Short exercise: Render the rows below as a numbered list, omitting any blank lines.

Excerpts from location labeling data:
---

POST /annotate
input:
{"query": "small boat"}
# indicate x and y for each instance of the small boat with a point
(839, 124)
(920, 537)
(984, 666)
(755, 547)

---

Task result:
1. POST /annotate
2. input:
3. {"query": "small boat"}
4. # indicate x and y for each instance of the small boat with a point
5. (839, 124)
6. (920, 537)
7. (984, 666)
8. (755, 547)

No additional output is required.